SOURCE INFORMATION Start Marker

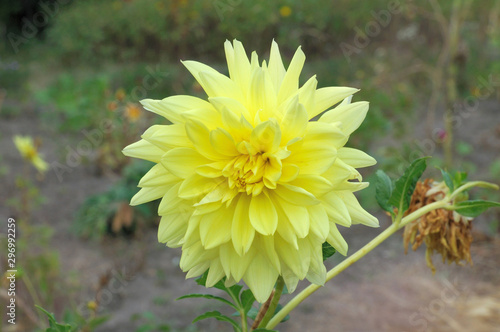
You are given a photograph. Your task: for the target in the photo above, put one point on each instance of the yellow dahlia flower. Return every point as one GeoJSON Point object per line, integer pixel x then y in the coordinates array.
{"type": "Point", "coordinates": [28, 151]}
{"type": "Point", "coordinates": [250, 187]}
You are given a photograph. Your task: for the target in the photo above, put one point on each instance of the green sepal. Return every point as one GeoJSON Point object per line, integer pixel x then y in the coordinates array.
{"type": "Point", "coordinates": [217, 315]}
{"type": "Point", "coordinates": [474, 208]}
{"type": "Point", "coordinates": [383, 190]}
{"type": "Point", "coordinates": [328, 250]}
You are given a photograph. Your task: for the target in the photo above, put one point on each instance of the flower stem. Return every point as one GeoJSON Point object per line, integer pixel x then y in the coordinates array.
{"type": "Point", "coordinates": [280, 284]}
{"type": "Point", "coordinates": [471, 184]}
{"type": "Point", "coordinates": [354, 258]}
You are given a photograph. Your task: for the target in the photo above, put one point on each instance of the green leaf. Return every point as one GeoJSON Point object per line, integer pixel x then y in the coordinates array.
{"type": "Point", "coordinates": [247, 300]}
{"type": "Point", "coordinates": [447, 179]}
{"type": "Point", "coordinates": [54, 326]}
{"type": "Point", "coordinates": [210, 297]}
{"type": "Point", "coordinates": [405, 185]}
{"type": "Point", "coordinates": [474, 208]}
{"type": "Point", "coordinates": [459, 178]}
{"type": "Point", "coordinates": [328, 251]}
{"type": "Point", "coordinates": [217, 315]}
{"type": "Point", "coordinates": [383, 190]}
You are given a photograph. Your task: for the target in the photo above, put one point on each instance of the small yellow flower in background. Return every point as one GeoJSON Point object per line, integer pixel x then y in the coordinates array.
{"type": "Point", "coordinates": [112, 106]}
{"type": "Point", "coordinates": [120, 94]}
{"type": "Point", "coordinates": [251, 188]}
{"type": "Point", "coordinates": [132, 112]}
{"type": "Point", "coordinates": [28, 150]}
{"type": "Point", "coordinates": [285, 11]}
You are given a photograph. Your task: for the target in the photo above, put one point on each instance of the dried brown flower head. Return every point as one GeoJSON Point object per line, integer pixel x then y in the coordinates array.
{"type": "Point", "coordinates": [443, 231]}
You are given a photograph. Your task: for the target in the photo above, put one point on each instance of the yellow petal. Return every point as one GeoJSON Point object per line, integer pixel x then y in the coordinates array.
{"type": "Point", "coordinates": [263, 216]}
{"type": "Point", "coordinates": [172, 107]}
{"type": "Point", "coordinates": [172, 229]}
{"type": "Point", "coordinates": [266, 137]}
{"type": "Point", "coordinates": [231, 104]}
{"type": "Point", "coordinates": [295, 195]}
{"type": "Point", "coordinates": [199, 134]}
{"type": "Point", "coordinates": [320, 224]}
{"type": "Point", "coordinates": [167, 137]}
{"type": "Point", "coordinates": [350, 115]}
{"type": "Point", "coordinates": [290, 83]}
{"type": "Point", "coordinates": [298, 217]}
{"type": "Point", "coordinates": [157, 176]}
{"type": "Point", "coordinates": [276, 69]}
{"type": "Point", "coordinates": [261, 277]}
{"type": "Point", "coordinates": [294, 121]}
{"type": "Point", "coordinates": [336, 208]}
{"type": "Point", "coordinates": [233, 264]}
{"type": "Point", "coordinates": [148, 194]}
{"type": "Point", "coordinates": [223, 142]}
{"type": "Point", "coordinates": [307, 93]}
{"type": "Point", "coordinates": [215, 273]}
{"type": "Point", "coordinates": [336, 240]}
{"type": "Point", "coordinates": [357, 213]}
{"type": "Point", "coordinates": [215, 227]}
{"type": "Point", "coordinates": [196, 185]}
{"type": "Point", "coordinates": [315, 184]}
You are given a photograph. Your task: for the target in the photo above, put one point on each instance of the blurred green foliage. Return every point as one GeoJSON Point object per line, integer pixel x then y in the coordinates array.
{"type": "Point", "coordinates": [95, 216]}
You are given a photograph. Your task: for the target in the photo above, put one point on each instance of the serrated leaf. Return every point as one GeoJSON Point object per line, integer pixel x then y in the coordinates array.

SOURCE INFORMATION End Marker

WORK TASK:
Restate the line containing "of the blurred" and every remaining line of the records word for word. Add nothing.

RESULT OF THIS EXERCISE:
You are given a photograph. Your task: for the target in the photo above, put one point on each instance of the blurred green foliage. Return every point as one GeoJSON Point object per line, integer pixel x then y in the coordinates array.
{"type": "Point", "coordinates": [95, 216]}
You are given a photograph. Your task: for the target in the photo above, put one point on each instance of the serrated leaf. Return every point as one GeoJSON Point object per line, integer pixel x then y in the coordinates array.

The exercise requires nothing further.